» **EXERCISE**
Write out every entry exactly as it stands.

** AVAILABLE DATA follows **

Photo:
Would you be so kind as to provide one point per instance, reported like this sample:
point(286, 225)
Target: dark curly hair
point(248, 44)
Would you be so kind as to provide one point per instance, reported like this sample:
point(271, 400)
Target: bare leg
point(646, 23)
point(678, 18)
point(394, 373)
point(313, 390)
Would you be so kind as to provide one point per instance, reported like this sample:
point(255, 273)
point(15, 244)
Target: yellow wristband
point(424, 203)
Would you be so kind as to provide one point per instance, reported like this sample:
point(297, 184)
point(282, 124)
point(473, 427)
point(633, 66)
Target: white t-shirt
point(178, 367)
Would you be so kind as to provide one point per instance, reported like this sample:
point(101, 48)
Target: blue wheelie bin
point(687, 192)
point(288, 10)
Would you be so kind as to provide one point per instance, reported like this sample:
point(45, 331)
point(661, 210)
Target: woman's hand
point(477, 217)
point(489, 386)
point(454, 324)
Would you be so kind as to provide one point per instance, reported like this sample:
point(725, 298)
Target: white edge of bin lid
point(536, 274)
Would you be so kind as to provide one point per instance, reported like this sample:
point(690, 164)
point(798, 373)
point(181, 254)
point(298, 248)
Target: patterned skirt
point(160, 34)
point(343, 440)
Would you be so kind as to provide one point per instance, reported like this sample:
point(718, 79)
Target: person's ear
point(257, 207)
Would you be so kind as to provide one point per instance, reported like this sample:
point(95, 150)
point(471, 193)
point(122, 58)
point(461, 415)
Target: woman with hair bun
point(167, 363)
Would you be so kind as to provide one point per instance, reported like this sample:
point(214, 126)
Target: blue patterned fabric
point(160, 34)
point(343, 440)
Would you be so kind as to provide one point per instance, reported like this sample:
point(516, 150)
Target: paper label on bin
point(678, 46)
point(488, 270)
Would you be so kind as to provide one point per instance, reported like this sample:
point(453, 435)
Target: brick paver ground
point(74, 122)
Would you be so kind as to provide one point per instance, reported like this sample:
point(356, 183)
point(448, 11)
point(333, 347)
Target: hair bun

** End of AVAILABLE DATA **

» **YOUR SOLUTION**
Photo:
Would you be so kind as to provide one point per instance, reported like this sample:
point(286, 225)
Target: dark curly hair
point(248, 44)
Would you be so kind as to provide one point per instance, reported like this sample:
point(271, 400)
Target: bare leg
point(646, 23)
point(678, 18)
point(394, 373)
point(313, 390)
Would you be so kind as to provide one point per instance, reported like this sample:
point(255, 273)
point(15, 244)
Target: yellow wristband
point(424, 203)
Would you be so kind as to provide one point per instance, reported like this sample:
point(297, 184)
point(282, 124)
point(473, 427)
point(633, 66)
Target: white t-shirt
point(178, 367)
Would you be so kind as to provide one point per instance, reported like this sample:
point(101, 48)
Target: blue wheelie bin
point(687, 192)
point(288, 10)
Would you be so kind as to provide one point per instance, reported like this sample:
point(45, 331)
point(661, 210)
Target: woman's hand
point(477, 217)
point(489, 386)
point(454, 324)
Would you be so kind as to provide one point per instance, reported like this sample:
point(725, 298)
Target: white edge of bin lid
point(536, 274)
Would you be so kind as to provide one point per instance, reported like this sample:
point(690, 164)
point(798, 373)
point(181, 254)
point(298, 248)
Target: patterned skirt
point(160, 34)
point(343, 440)
Would you be so kind as to provide one point per instance, reported like this sample:
point(718, 79)
Target: person's ear
point(257, 207)
Would you be so kind as to provide one point per instance, reported like this sample:
point(95, 150)
point(471, 193)
point(122, 58)
point(461, 415)
Target: woman with hair bun
point(167, 363)
Would you be so kind as to provide one point per instance, reported like this sample:
point(214, 126)
Target: blue patterned fabric
point(160, 34)
point(343, 440)
Would you be so kind as to provide one point per instance, reported like this sample:
point(516, 150)
Target: paper label on bin
point(678, 46)
point(488, 270)
Would you be so kind as to provide one point per instance, reported like this sample:
point(453, 435)
Target: brick paver ground
point(74, 122)
Would you be so kind as to provide one point per instance, reported like this sample:
point(356, 183)
point(448, 11)
point(333, 347)
Target: hair bun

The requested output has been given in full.